### [EXERCISE]
Return every record below exactly as given, images excluded.

(RECORDS FOR THIS EXERCISE)

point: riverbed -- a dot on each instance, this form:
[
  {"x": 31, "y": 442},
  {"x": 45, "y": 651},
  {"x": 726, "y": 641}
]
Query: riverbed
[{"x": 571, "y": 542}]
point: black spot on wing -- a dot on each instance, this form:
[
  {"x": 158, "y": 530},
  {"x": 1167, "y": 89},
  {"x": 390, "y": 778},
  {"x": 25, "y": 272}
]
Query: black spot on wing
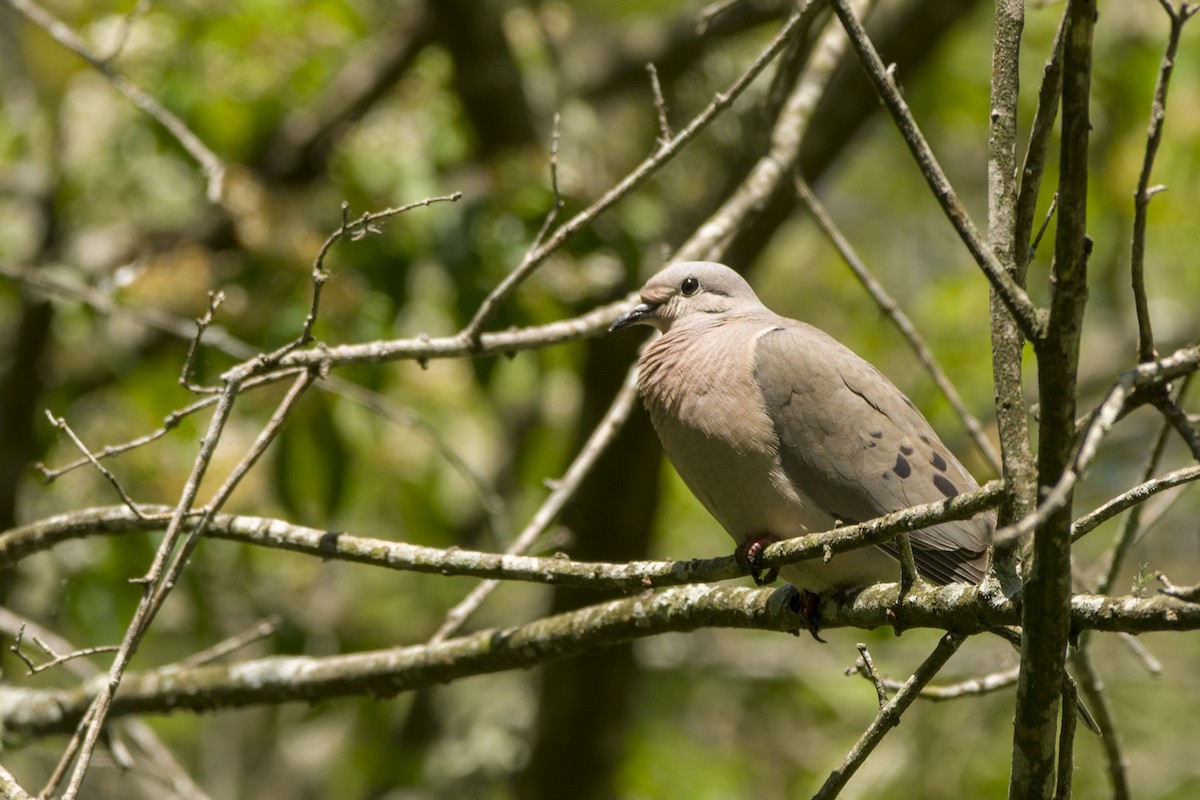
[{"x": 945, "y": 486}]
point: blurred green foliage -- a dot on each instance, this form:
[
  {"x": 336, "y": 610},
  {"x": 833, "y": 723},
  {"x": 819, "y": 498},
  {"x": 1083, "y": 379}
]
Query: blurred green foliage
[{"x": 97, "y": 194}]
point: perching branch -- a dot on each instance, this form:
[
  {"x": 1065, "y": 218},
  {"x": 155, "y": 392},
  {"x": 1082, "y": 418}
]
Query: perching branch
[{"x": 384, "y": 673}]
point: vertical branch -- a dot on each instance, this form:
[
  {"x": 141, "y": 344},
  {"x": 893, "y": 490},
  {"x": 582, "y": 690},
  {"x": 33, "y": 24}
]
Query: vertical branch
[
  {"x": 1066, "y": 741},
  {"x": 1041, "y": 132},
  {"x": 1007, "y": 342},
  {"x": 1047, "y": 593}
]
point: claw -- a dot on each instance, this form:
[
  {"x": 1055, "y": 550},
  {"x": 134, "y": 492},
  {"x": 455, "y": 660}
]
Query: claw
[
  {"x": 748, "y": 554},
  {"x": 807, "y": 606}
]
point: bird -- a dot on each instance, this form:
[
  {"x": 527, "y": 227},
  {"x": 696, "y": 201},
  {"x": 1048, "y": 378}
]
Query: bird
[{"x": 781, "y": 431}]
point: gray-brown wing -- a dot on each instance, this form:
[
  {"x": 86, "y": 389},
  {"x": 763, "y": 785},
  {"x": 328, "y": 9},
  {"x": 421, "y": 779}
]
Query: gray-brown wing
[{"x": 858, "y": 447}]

(End RECORDS FOR THIS EXERCISE)

### [WRITTEN REPLY]
point: riverbed -- a dot on each instance, this form:
[
  {"x": 31, "y": 442},
  {"x": 45, "y": 651},
  {"x": 726, "y": 641}
]
Query: riverbed
[{"x": 571, "y": 542}]
point: black spot on wing -- a dot on each instance, this form:
[
  {"x": 158, "y": 530},
  {"x": 1167, "y": 89},
  {"x": 390, "y": 778},
  {"x": 25, "y": 272}
]
Query: black spot on wing
[{"x": 945, "y": 486}]
point: blurred green foliage -- a dot on each instance, this form:
[
  {"x": 336, "y": 610},
  {"x": 833, "y": 723},
  {"x": 819, "y": 498},
  {"x": 1083, "y": 379}
]
Query: blurred green foliage
[{"x": 97, "y": 194}]
point: perching branch -- a dot on each instance, this form:
[
  {"x": 1065, "y": 218},
  {"x": 155, "y": 392},
  {"x": 1082, "y": 418}
]
Query: perching branch
[{"x": 384, "y": 673}]
point: vertical branch -- a dot on each instance, this form:
[
  {"x": 141, "y": 344},
  {"x": 893, "y": 490},
  {"x": 582, "y": 690},
  {"x": 33, "y": 24}
]
Query: vertical branch
[
  {"x": 1066, "y": 741},
  {"x": 1041, "y": 132},
  {"x": 1007, "y": 342},
  {"x": 1047, "y": 593}
]
point: claw -- a dot on each instance, this form:
[
  {"x": 1055, "y": 550},
  {"x": 134, "y": 492},
  {"x": 455, "y": 660}
]
Query: claw
[
  {"x": 748, "y": 554},
  {"x": 807, "y": 606}
]
point: bird -- a dot on each instance, this form:
[
  {"x": 527, "y": 227},
  {"x": 696, "y": 201},
  {"x": 1048, "y": 378}
]
Query: bird
[{"x": 781, "y": 431}]
point: gray-brown wing -- a dot on each instance, this form:
[
  {"x": 86, "y": 389},
  {"x": 763, "y": 785},
  {"x": 328, "y": 9},
  {"x": 421, "y": 779}
]
Query: gray-brown wing
[{"x": 858, "y": 447}]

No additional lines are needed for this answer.